[УСЛОВИЕ ЗАДАНИЯ] Пожалуйста, процитируйте без изменений всё, что идёт в записях от строки, содержащей «One point belongs on each instance of the green shop», до самого конца записей, включая обе границы.

※

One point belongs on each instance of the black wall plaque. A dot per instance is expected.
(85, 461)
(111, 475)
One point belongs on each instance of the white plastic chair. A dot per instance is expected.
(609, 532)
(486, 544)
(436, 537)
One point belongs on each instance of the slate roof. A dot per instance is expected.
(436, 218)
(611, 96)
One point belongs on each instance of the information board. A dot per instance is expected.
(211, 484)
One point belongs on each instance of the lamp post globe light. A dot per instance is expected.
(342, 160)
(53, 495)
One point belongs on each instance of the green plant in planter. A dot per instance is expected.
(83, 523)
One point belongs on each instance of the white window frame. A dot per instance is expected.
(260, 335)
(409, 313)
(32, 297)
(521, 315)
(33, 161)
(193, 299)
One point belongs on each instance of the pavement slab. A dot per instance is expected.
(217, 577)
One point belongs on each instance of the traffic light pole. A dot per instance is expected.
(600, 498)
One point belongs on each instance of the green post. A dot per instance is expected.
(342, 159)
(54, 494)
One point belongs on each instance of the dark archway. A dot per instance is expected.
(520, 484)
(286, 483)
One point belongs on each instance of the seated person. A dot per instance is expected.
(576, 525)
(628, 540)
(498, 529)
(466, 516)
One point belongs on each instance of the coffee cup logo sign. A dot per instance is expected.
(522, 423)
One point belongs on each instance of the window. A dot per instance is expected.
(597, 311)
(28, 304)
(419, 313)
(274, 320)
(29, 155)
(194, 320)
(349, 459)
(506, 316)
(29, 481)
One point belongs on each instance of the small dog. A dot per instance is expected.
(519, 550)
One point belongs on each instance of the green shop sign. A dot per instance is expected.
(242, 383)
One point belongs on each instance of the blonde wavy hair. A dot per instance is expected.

※

[ОТВЕТ К ЗАДАЧЕ]
One point belongs on each instance of the green shop sign. A dot per instance is expected.
(242, 383)
One point belongs on each instance of the blonde wavy hair. A dot per instance is expected.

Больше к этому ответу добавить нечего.